— Request —
Rewrite each of the rows below, replacing "bounding box" with "enclosing rectangle" and changing nothing else.

::: Entries provided :::

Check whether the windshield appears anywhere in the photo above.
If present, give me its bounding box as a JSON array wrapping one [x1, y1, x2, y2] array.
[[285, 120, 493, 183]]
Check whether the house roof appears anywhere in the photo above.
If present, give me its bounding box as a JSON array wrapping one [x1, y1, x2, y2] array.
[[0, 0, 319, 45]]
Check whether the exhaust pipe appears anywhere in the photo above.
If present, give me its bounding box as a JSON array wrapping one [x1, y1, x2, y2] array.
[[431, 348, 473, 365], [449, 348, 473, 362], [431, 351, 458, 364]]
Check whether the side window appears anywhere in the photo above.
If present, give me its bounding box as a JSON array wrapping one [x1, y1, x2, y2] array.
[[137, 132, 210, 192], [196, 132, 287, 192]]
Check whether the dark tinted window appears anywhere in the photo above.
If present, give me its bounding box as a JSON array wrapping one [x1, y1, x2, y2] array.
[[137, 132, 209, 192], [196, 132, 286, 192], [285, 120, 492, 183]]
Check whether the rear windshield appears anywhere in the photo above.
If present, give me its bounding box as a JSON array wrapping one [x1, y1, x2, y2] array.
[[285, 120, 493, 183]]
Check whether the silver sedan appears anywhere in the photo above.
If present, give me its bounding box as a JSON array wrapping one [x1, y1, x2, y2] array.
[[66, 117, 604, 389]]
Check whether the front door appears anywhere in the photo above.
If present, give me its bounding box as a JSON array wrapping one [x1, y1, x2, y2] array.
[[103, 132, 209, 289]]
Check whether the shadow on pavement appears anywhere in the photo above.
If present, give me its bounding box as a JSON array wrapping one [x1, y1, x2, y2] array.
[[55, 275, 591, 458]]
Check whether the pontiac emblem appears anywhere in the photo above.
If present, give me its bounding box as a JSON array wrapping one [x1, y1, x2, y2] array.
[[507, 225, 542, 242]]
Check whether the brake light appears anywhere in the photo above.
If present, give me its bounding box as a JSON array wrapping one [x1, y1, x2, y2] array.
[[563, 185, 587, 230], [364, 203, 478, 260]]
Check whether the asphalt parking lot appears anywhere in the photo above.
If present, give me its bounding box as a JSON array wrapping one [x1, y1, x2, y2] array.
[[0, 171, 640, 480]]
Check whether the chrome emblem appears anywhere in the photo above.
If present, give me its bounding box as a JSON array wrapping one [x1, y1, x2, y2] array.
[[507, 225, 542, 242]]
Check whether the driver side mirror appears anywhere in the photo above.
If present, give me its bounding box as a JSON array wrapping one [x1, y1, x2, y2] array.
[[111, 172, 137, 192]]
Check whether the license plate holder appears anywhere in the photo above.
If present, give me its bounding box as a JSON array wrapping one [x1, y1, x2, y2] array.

:::

— In response —
Check whether the windshield appears anywhere in the photo above.
If present, give me its enclosing rectangle as a JSON array wrapping one [x1, y1, x2, y2] array.
[[285, 120, 493, 183]]
Check whether the house roof appears anywhere in the photo above.
If present, give me its enclosing rectangle as a JSON array wrapping one [x1, y1, x2, y2] array.
[[0, 0, 319, 45]]
Check whether the exhaust pipe appears anywhere in the photo above.
If present, give me its enclosing rectangle as a JSON array wrapping one [x1, y1, x2, y2] array.
[[431, 348, 473, 365], [449, 348, 473, 362], [431, 351, 458, 364]]
Check whether the side window appears anywhere in the photo above.
If present, give me its enclosing rectangle as a JSON array wrapping one [x1, y1, x2, y2] array.
[[137, 132, 210, 192], [196, 132, 287, 192]]
Check whether the dark tinted window appears anywhere in the photo above.
If present, give me its enclosing rectangle as a JSON array wrapping one [x1, y1, x2, y2] array.
[[137, 132, 209, 192], [196, 132, 286, 192], [285, 120, 492, 183]]
Check whether the rear windshield appears anywhere in the photo above.
If present, give me its enclosing rectangle as a JSON array wrapping one [x1, y1, x2, y2] array.
[[285, 120, 493, 183]]
Check whether the silver sedan appears anywhere in the photo above.
If present, give me its enclosing rectangle as a JSON array wrapping one [x1, y1, x2, y2] array.
[[66, 117, 604, 389]]
Check whether the front door appears anywhere in the photo above.
If present, give me its enclosing rectangle as a JSON array wrapping one [x1, y1, x2, y2] array.
[[103, 132, 209, 289]]
Check whether the shadow on pavement appears anywhere in the photo above.
If present, give me its enclosing rectangle as a JSON array wrapping one [x1, y1, x2, y2] array.
[[55, 275, 591, 458]]
Check whether the pontiac emblem appears anywhere in the photo above.
If present, give me its enclosing rectangle as a JSON array wrapping one [x1, y1, x2, y2] array.
[[507, 225, 542, 242]]
Check whether the brake light appears anywhere in the photo above.
If present, give me its enclosing rectangle as a JSON array wrapping one [x1, y1, x2, y2] array.
[[563, 185, 587, 230], [364, 203, 478, 260]]
Check whether the asphalt parking lot appears anywhere in the photo above.
If present, give me its enclosing rectangle as a JSON array wrapping one [x1, y1, x2, y2] array.
[[0, 171, 640, 480]]
Check whether the chrome emblem appears anywhere in the photo above.
If present, give me its enclosing rectangle as a JSON array wrapping one [x1, y1, x2, y2] array.
[[507, 225, 542, 242]]
Check whether the driver side mirror appears anywhere in the photo above.
If present, give me its enclosing rectangle as a JSON array wrapping one [x1, y1, x2, y2] array.
[[111, 172, 137, 192]]
Check whether the license plate holder appears anywhere in the photo above.
If present, give me its enclosing rectangle as a JSON array wrapping one [x1, y1, x2, y2] array.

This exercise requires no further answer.